((

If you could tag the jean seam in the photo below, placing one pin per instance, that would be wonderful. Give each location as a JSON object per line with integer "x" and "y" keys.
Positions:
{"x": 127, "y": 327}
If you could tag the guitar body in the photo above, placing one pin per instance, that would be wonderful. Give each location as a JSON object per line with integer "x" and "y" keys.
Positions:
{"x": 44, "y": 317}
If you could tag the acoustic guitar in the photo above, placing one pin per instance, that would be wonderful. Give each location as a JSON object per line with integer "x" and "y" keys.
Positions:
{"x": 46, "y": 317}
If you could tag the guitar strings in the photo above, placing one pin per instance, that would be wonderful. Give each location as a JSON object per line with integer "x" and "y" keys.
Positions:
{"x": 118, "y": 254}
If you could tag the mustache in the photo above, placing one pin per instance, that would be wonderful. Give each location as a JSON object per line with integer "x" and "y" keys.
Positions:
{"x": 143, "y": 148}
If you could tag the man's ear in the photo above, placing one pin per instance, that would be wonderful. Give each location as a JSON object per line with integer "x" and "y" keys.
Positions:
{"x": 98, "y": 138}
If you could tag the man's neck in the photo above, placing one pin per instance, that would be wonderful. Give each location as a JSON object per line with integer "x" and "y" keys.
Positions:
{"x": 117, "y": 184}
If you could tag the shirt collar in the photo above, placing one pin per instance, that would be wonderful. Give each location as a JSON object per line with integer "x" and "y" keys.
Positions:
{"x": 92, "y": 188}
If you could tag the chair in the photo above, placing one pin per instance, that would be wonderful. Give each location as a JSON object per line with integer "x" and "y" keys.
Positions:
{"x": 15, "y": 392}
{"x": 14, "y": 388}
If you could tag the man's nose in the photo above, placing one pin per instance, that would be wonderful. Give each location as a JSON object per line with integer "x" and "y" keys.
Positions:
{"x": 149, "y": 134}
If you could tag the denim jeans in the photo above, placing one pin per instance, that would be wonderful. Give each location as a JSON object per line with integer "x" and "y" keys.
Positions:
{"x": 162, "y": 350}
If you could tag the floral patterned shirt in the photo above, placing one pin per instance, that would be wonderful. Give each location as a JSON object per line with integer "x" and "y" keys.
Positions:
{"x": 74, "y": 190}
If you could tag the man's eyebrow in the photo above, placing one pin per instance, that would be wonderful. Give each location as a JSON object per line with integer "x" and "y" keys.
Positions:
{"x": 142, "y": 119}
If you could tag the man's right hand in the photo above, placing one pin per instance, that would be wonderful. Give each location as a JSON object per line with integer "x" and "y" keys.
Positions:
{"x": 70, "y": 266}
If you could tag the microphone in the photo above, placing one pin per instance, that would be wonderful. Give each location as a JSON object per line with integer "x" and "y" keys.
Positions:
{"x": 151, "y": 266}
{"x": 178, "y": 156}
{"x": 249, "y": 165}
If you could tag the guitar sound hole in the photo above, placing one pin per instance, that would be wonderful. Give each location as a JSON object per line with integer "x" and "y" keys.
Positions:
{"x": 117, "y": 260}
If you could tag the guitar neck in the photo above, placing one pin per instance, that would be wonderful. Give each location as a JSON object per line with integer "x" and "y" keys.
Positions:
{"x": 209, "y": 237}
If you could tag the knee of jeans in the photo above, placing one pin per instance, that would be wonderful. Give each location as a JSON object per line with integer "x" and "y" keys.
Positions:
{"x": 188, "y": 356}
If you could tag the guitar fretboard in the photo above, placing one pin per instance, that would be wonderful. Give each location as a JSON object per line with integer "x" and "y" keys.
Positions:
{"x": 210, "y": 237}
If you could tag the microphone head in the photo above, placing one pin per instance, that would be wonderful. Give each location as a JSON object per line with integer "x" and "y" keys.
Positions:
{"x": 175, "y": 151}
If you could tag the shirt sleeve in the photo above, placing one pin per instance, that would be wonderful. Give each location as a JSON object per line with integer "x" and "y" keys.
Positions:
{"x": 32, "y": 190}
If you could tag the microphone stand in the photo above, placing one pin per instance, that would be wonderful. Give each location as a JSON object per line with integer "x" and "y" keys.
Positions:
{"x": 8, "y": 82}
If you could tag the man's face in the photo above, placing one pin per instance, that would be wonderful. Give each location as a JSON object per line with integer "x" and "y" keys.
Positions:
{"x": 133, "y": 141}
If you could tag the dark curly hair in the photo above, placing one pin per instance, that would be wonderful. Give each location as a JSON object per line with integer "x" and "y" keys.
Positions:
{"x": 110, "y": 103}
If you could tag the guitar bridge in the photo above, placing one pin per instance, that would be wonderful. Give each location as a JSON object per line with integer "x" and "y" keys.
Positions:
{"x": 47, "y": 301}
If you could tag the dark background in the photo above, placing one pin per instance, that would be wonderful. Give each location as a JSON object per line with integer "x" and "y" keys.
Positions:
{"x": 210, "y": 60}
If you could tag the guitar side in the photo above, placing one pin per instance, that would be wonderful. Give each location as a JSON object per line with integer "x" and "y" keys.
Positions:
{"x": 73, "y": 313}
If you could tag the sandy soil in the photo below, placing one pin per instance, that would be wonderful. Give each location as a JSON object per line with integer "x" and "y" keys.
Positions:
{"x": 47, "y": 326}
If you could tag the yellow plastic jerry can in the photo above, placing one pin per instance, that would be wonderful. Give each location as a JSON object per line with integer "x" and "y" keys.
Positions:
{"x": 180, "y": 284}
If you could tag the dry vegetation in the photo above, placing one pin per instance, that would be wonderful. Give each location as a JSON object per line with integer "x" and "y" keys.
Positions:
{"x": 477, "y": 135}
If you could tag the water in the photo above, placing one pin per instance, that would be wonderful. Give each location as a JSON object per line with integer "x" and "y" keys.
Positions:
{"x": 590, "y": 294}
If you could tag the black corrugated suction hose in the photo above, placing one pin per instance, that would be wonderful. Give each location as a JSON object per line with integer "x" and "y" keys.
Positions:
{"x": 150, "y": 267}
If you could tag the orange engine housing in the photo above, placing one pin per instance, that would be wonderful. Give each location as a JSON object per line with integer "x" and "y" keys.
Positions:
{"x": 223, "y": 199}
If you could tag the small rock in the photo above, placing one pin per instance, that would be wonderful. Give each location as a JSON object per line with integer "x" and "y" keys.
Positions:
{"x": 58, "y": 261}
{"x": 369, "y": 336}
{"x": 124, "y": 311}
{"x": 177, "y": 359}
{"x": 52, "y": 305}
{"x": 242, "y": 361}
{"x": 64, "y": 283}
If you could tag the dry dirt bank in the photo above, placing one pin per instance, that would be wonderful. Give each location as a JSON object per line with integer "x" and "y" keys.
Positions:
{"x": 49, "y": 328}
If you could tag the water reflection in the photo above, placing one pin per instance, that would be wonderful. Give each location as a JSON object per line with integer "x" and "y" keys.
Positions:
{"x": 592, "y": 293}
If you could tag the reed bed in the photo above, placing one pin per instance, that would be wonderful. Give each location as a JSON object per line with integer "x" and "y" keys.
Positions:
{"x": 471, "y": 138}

))

What you are asked to do — Copy the records above exactly.

Output for this task —
If you could tag the jean seam in the photo below, placing one pin per instance, that would be wonderful. Give each location as a JSON object per line with integer "x" and "y" keys.
Positions:
{"x": 127, "y": 327}
If you could tag the guitar body in the photo above, placing one pin per instance, that would be wonderful. Give each location as a JSON object per line with integer "x" and "y" keys.
Positions:
{"x": 44, "y": 317}
If you could tag the acoustic guitar in the photo above, placing one pin per instance, that would be wonderful. Give each location as a JSON object per line with integer "x" and "y" keys.
Positions:
{"x": 46, "y": 317}
If you could tag the guitar strings in the photo above, placing one pin per instance, that would be wonderful. Give each location as a JSON object per line with integer "x" and "y" keys.
Positions:
{"x": 118, "y": 254}
If you could tag the mustache in the photo above, placing one pin per instance, that would be wonderful. Give each location as a JSON object per line with integer "x" and "y" keys.
Positions:
{"x": 143, "y": 148}
If you could tag the man's ear in the photo above, placing one pin per instance, that would be wonderful. Give each location as a JSON object per line with integer "x" and "y" keys.
Positions:
{"x": 98, "y": 138}
If you could tag the man's neck in the photo above, placing one pin per instance, that would be wonderful. Give each location as a JSON object per line with integer "x" and "y" keys.
Positions:
{"x": 117, "y": 184}
If you could tag the shirt collar in the photo above, placing one pin per instance, that would be wonderful. Give each location as a JSON object per line with integer "x" and "y" keys.
Positions:
{"x": 92, "y": 188}
If you could tag the chair in the photo above, placing one pin per instance, that would be wonderful. Give each location as a JSON object per line with integer "x" and "y" keys.
Positions:
{"x": 15, "y": 392}
{"x": 14, "y": 388}
If you could tag the man's nose in the photo above, placing one pin per instance, that would be wonderful. Give each location as a JSON object per line with integer "x" and "y" keys.
Positions:
{"x": 149, "y": 134}
If you could tag the denim jeans in the photo above, placing one pin per instance, that would be wonderful. Give each location as a JSON object per line with integer "x" and "y" keys.
Positions:
{"x": 162, "y": 350}
If you could tag the floral patterned shirt in the photo above, placing one pin per instance, that would be wonderful. Give each location as a JSON object per line with integer "x" and "y" keys.
Positions:
{"x": 74, "y": 190}
If you could tag the man's eyebrow in the photo above, placing one pin per instance, that would be wonderful. Give each location as a JSON object per line with integer "x" and "y" keys.
Positions:
{"x": 142, "y": 119}
If you could tag the man's right hand in the photo above, placing one pin per instance, that would be wonderful. Give each location as a JSON object per line with integer "x" and "y" keys.
Positions:
{"x": 70, "y": 266}
If you could tag the microphone in the photo above, placing one pin per instance, that would be wonderful. Give each location as a JSON object per line with integer "x" and "y" keys.
Positions:
{"x": 151, "y": 266}
{"x": 178, "y": 156}
{"x": 249, "y": 165}
If you could tag the guitar sound hole in the photo above, placing one pin per instance, that would be wonderful. Give each location as a JSON object per line with integer "x" and "y" keys.
Positions:
{"x": 117, "y": 260}
If you could tag the guitar neck in the photo above, placing one pin per instance, that would be wonderful. Give each location as a JSON object per line with integer "x" and "y" keys.
Positions:
{"x": 209, "y": 237}
If you could tag the knee of jeans in the photo above, placing one pin per instance, that would be wonderful. Give each location as a JSON object per line with integer "x" and "y" keys.
Positions:
{"x": 188, "y": 356}
If you could tag the guitar fretboard in the photo above, placing one pin per instance, that would be wonderful. Give each location as a JSON object per line with integer "x" and "y" keys.
Positions:
{"x": 210, "y": 237}
If you could tag the microphone head in the photo above, placing one pin per instance, that would be wonderful. Give each location as a JSON object per line with integer "x" and "y" keys.
Positions:
{"x": 175, "y": 151}
If you could tag the shirt sleeve in the photo above, placing one pin per instance, that would be wonderful. Give each location as a JSON object per line with integer "x" and "y" keys.
Positions:
{"x": 32, "y": 190}
If you could tag the microphone stand in the photo above, placing one pin per instance, that would be wonderful. Give each location as a JSON object per line with integer "x" and "y" keys.
Positions:
{"x": 8, "y": 82}
If you could tag the man's face in the photo above, placing one pin per instance, that would be wonderful. Give each location as a JSON object per line with integer "x" and "y" keys.
Positions:
{"x": 133, "y": 141}
If you could tag the dark curly hair in the photo above, placing one pin per instance, that would be wonderful. Give each location as a JSON object per line with integer "x" and "y" keys.
Positions:
{"x": 110, "y": 103}
If you could tag the guitar bridge in the photo above, placing one pin per instance, that would be wonderful. Give each location as a JSON object per line with integer "x" and "y" keys.
Positions:
{"x": 47, "y": 301}
If you could tag the dark background in the photo above, placing one pin per instance, that would be wonderful. Give each location as a JSON object per line with integer "x" and "y" keys.
Positions:
{"x": 210, "y": 60}
If you could tag the guitar side in the photo above, placing one pin per instance, that would be wonderful. Give each location as a JSON object per line with integer "x" and "y" keys.
Positions:
{"x": 73, "y": 313}
If you could tag the sandy soil in the photo below, placing one pin per instance, that would be wonderful. Give each location as a JSON object per line with integer "x" and "y" keys.
Positions:
{"x": 47, "y": 326}
If you could tag the yellow plastic jerry can in the photo above, placing one pin per instance, that would be wonderful. Give each location as a JSON object per line with integer "x" and "y" keys.
Positions:
{"x": 180, "y": 284}
If you could tag the dry vegetation in the photo above, placing one pin per instance, that would be wonderful. Give each location as a JSON object per line with integer "x" and "y" keys.
Positions:
{"x": 477, "y": 135}
If you could tag the water in the photo above, placing one pin per instance, that would be wonderful. Give each location as a JSON object per line with integer "x" and "y" keys.
Positions:
{"x": 590, "y": 294}
If you could tag the black corrugated suction hose in the photo above, placing one pin per instance, that would be wonderful. Give each location as a JSON object per line with integer "x" and "y" keys.
Positions:
{"x": 150, "y": 267}
If you could tag the orange engine housing in the photo above, placing one pin per instance, that would be wonderful. Give each location as a JSON object per line with integer "x" and "y" keys.
Positions:
{"x": 223, "y": 199}
If you could tag the small rock in the photo above, placing one pin per instance, that would be wonderful. Give each location as a JSON object per line with integer "x" and "y" keys.
Positions:
{"x": 58, "y": 261}
{"x": 369, "y": 336}
{"x": 124, "y": 311}
{"x": 177, "y": 359}
{"x": 52, "y": 305}
{"x": 242, "y": 361}
{"x": 64, "y": 283}
If you could tag the dry dirt bank in the photo above, placing one pin per instance, that would be wonderful. Give each location as a JSON object per line with integer "x" and "y" keys.
Positions:
{"x": 49, "y": 328}
If you could tag the water reflection in the photo above, placing one pin per instance, that would be wonderful. Give each location as a JSON object per line with integer "x" and "y" keys.
Positions:
{"x": 592, "y": 293}
If you could tag the reed bed in the photo above, placing one pin per instance, that would be wonderful. Give each location as a JSON object per line with integer "x" and "y" keys.
Positions:
{"x": 471, "y": 138}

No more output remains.